##### Entries shown

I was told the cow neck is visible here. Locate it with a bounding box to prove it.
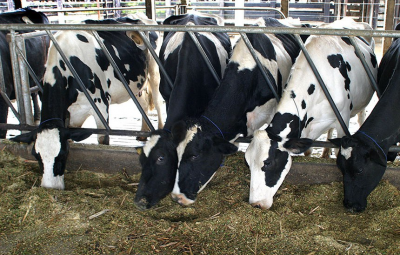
[355,131,387,162]
[201,115,225,139]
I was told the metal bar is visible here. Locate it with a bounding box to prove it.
[2,24,400,39]
[90,30,155,132]
[16,47,43,93]
[294,33,351,137]
[9,30,27,125]
[15,34,34,125]
[137,31,174,89]
[187,6,286,18]
[188,31,221,84]
[348,36,380,98]
[240,32,280,102]
[45,29,111,131]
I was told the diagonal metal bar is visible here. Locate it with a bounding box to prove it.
[91,30,155,132]
[137,31,174,89]
[294,33,351,137]
[45,29,111,131]
[348,36,380,98]
[240,32,280,102]
[188,31,221,84]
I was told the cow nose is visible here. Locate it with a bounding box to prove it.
[250,200,272,210]
[171,193,194,206]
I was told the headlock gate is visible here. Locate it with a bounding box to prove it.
[1,20,400,152]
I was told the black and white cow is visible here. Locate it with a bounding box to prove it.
[329,24,400,212]
[0,8,49,138]
[10,15,162,189]
[245,18,378,210]
[168,17,307,206]
[134,13,232,210]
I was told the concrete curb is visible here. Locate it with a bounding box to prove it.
[1,139,399,189]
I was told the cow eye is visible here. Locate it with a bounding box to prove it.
[261,159,272,172]
[156,155,165,165]
[190,155,199,161]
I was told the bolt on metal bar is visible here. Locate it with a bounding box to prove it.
[9,30,27,125]
[240,32,280,102]
[45,29,111,131]
[294,33,351,137]
[348,36,381,98]
[188,31,221,84]
[137,31,174,89]
[90,30,155,132]
[15,47,43,93]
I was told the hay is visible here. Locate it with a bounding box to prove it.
[0,150,399,254]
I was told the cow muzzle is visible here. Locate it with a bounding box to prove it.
[171,193,195,206]
[250,199,273,210]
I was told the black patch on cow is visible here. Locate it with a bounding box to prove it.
[59,60,66,71]
[341,37,351,46]
[350,102,353,111]
[267,112,302,139]
[347,94,350,99]
[370,53,377,68]
[263,140,289,187]
[327,54,351,91]
[307,84,315,95]
[305,117,314,128]
[290,90,296,98]
[76,34,89,43]
[301,100,306,109]
[107,79,111,88]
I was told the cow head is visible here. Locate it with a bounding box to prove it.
[330,133,387,212]
[134,129,184,210]
[170,121,238,206]
[245,130,312,209]
[10,119,92,189]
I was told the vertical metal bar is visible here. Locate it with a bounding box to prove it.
[188,31,221,84]
[294,34,351,137]
[0,51,22,122]
[348,36,380,98]
[91,30,155,132]
[9,30,27,125]
[16,47,43,93]
[45,29,111,131]
[16,35,34,125]
[137,30,174,89]
[240,32,280,103]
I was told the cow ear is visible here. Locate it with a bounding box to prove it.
[9,130,37,144]
[67,128,93,142]
[283,138,313,154]
[213,136,238,155]
[171,121,188,145]
[126,31,147,50]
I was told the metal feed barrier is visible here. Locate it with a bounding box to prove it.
[1,22,400,152]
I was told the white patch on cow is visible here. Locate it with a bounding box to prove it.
[198,31,230,76]
[35,129,65,190]
[341,146,353,160]
[163,30,187,60]
[172,125,200,196]
[112,45,121,60]
[21,16,34,24]
[246,100,277,136]
[124,64,130,72]
[143,135,161,157]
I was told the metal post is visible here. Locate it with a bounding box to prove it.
[15,34,34,125]
[188,31,221,84]
[145,0,156,20]
[294,34,351,137]
[91,30,155,132]
[281,0,289,19]
[9,30,27,125]
[383,0,395,54]
[240,32,280,103]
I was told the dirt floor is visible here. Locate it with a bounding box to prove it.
[0,149,399,255]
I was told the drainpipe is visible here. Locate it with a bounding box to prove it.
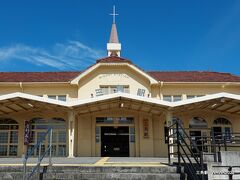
[19,82,24,92]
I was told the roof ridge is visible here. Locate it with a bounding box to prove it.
[96,56,132,64]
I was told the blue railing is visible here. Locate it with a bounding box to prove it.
[23,128,53,180]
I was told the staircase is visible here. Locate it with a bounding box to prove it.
[0,165,182,180]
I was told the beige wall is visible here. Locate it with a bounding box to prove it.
[76,108,167,157]
[78,66,151,99]
[153,83,240,100]
[0,83,78,101]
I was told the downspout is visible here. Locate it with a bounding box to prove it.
[19,82,24,92]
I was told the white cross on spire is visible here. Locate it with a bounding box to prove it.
[110,5,118,24]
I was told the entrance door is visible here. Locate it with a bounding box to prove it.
[101,126,129,157]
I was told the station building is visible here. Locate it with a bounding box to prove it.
[1,22,240,158]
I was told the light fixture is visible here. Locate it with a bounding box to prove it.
[211,103,218,108]
[119,103,124,108]
[27,103,34,107]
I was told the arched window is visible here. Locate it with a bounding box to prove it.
[29,117,66,157]
[189,117,207,129]
[213,118,231,125]
[0,118,19,156]
[213,118,232,140]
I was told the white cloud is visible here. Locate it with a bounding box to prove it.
[0,41,105,70]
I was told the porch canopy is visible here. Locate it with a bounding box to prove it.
[70,93,172,115]
[172,93,240,116]
[0,92,69,115]
[0,92,240,117]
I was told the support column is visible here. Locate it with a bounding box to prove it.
[68,111,76,158]
[166,111,174,158]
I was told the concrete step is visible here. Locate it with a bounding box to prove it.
[50,166,178,173]
[0,165,177,173]
[0,172,181,180]
[0,165,182,180]
[47,172,181,180]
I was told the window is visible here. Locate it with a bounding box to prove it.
[98,85,129,95]
[95,127,100,143]
[96,117,134,124]
[163,95,172,102]
[163,95,182,102]
[187,95,204,99]
[173,95,182,102]
[48,95,67,101]
[213,118,232,141]
[0,119,19,156]
[189,117,208,129]
[48,95,57,100]
[130,127,135,142]
[119,117,134,124]
[101,87,108,95]
[96,117,114,124]
[58,95,66,101]
[187,95,195,99]
[29,118,66,157]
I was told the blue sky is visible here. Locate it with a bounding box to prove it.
[0,1,240,74]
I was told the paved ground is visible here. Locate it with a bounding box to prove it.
[108,157,169,163]
[0,157,172,167]
[0,157,101,165]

##########

## Prompt
The expected output is every entry, retyped exactly, with all pictures removed.

## Answer box
I was told the cow neck is visible here. Locate it with a bounding box to prove it.
[355,131,387,162]
[201,115,225,139]
I was told the metal bar is visible here. Locate it with a bounding box to prove it.
[2,24,400,39]
[90,30,155,132]
[16,47,43,93]
[294,33,351,137]
[9,30,27,125]
[15,34,34,125]
[137,31,174,89]
[187,6,286,18]
[188,31,221,84]
[348,36,380,98]
[240,32,280,102]
[45,29,111,131]
I was told the diagonal metal bar is visible here. Locate it with a bounding box to prove it.
[91,30,155,132]
[137,31,174,89]
[294,33,351,137]
[45,29,111,131]
[348,36,380,98]
[240,32,280,102]
[188,31,221,84]
I was told the cow nose is visible here. Locate it with a bounding box to prove it.
[250,200,272,210]
[171,193,194,206]
I was told the headlock gate is visible here. Locate it with a bounding box to prove it.
[1,20,400,152]
I was told the black and white cow is visible here. Locate it with a bounding box to prove it.
[329,24,400,212]
[0,8,49,138]
[10,15,162,189]
[245,18,378,210]
[168,17,307,206]
[134,13,232,210]
I was told the concrete curb is visible here. Locate it with a bounding box to prove it.
[1,139,399,189]
I was told the cow eye is visible here. Locate it with a bounding box to prove it.
[261,159,272,172]
[156,155,165,165]
[190,155,199,161]
I was told the bolt on metal bar is visible here. Locate it with a bounding box to prove it.
[9,30,27,125]
[240,32,280,102]
[45,29,111,131]
[294,33,351,137]
[348,36,381,98]
[188,31,221,84]
[137,31,174,89]
[90,30,155,132]
[15,47,43,93]
I was told the hay is visible here. Locate it with a bounding box to prove it.
[0,150,399,254]
I was told the cow muzzle is visible here. Locate it with a bounding box to prove it.
[171,193,195,206]
[250,199,273,210]
I was told the black patch on cow is visible here. Locate it with a bounding box to prove it.
[59,60,66,71]
[341,37,351,46]
[350,102,353,111]
[267,112,302,139]
[347,94,350,99]
[370,53,377,68]
[263,140,289,187]
[327,54,351,91]
[307,84,315,95]
[305,117,314,128]
[290,90,296,98]
[76,34,89,43]
[301,100,306,109]
[107,79,111,88]
I was told the cow head is visible here. Locate it with a bounding box to prove it.
[330,133,387,212]
[134,129,184,210]
[170,121,238,206]
[245,130,312,209]
[10,119,92,189]
I was told the vertical metal bar is visible here. Locate it with a bounding box to prove it.
[188,31,221,84]
[294,34,351,137]
[0,51,22,122]
[348,36,380,98]
[91,30,155,132]
[9,30,27,125]
[16,47,43,93]
[45,29,111,131]
[16,35,34,125]
[137,30,174,89]
[240,32,280,103]
I was told the cow ear is visible here. Locate it with a bounding box to prove it.
[9,130,37,144]
[67,128,93,142]
[283,138,313,154]
[213,136,238,155]
[171,121,188,145]
[126,31,147,50]
I was told the metal feed barrier is visible here. Locate it with a bounding box to prove it.
[1,22,400,152]
I was told the white patch on cow is visible here. Locate it with a bounding box to prove it.
[198,31,230,76]
[35,129,65,190]
[341,146,353,160]
[163,30,187,60]
[172,125,200,196]
[112,45,121,60]
[21,16,34,24]
[246,100,277,136]
[124,64,130,72]
[143,135,161,157]
I was told the metal post is visible here. Locate it with a bounding box to prove it.
[15,34,34,125]
[188,31,221,84]
[145,0,156,20]
[294,34,351,137]
[91,30,155,132]
[281,0,289,19]
[9,30,27,125]
[383,0,395,54]
[240,32,280,103]
I was told the dirt floor is visible here. Locate it with a bounding box to prove it.
[0,149,399,255]
I was told the drainpipe is visible here. Locate it with a bounding box to prove it.
[19,82,24,92]
I was told the roof ridge is visible here. Locate it with a bounding box to prove it.
[96,56,132,64]
I was told the blue railing is visible here. Locate it with a bounding box to prove it.
[23,128,53,180]
I was told the staircase is visible here. Locate it with a bounding box to prove it.
[0,165,182,180]
I was told the beige wall is visible here. Locate it with a bounding box to prove it.
[76,108,167,157]
[78,66,151,99]
[153,83,240,100]
[0,83,78,101]
I was told the downspout is visible here. Locate it with a bounding box to prove it.
[19,82,24,92]
I was told the white cross on spire is visible here. Locate it with a bounding box to prove it.
[110,5,118,24]
I was told the entrance door is visible here. Locate it with a bounding box to prove it.
[101,126,129,157]
I was told the station building is visible here. Locate it with a bounding box to prove it.
[1,22,240,158]
I was told the light fixture is visible here. Locate it with a bounding box to prove it.
[211,103,218,108]
[119,103,124,108]
[27,103,34,107]
I was told the arched window is visible here. Locate it with a bounding box to prove it.
[29,117,66,157]
[189,117,207,129]
[213,118,231,125]
[0,118,19,156]
[213,118,232,140]
I was told the white cloud is visible here. Locate it with a bounding box to prove it.
[0,41,105,70]
I was told the porch canopy is visible here. Locate it with a bounding box to prove it.
[70,93,172,115]
[172,93,240,116]
[0,92,69,115]
[0,92,240,117]
I was told the support column is visible here. Locate it with a bounding box to prove it.
[68,111,76,158]
[166,111,174,158]
I was told the concrete step is visible here. Locate it with a bounding box to prove it.
[50,166,178,173]
[0,165,177,173]
[0,172,181,180]
[0,165,182,180]
[47,172,181,180]
I was told the window is visible here. Locate it with a bounding box to prove it.
[98,85,129,95]
[95,127,100,143]
[96,117,134,124]
[163,95,172,102]
[163,95,182,102]
[187,95,204,99]
[173,95,182,102]
[48,95,67,101]
[213,118,232,141]
[0,119,19,156]
[189,117,208,129]
[48,95,57,100]
[130,127,135,142]
[119,117,134,124]
[101,87,108,95]
[96,117,114,124]
[58,95,66,101]
[187,95,195,99]
[29,118,66,157]
I was told the blue sky is visible here. Locate it with a bounding box to prove it.
[0,1,240,74]
I was told the paved ground is visible here. Locate it with a bounding box to prove it.
[108,157,169,163]
[0,157,172,167]
[0,157,101,165]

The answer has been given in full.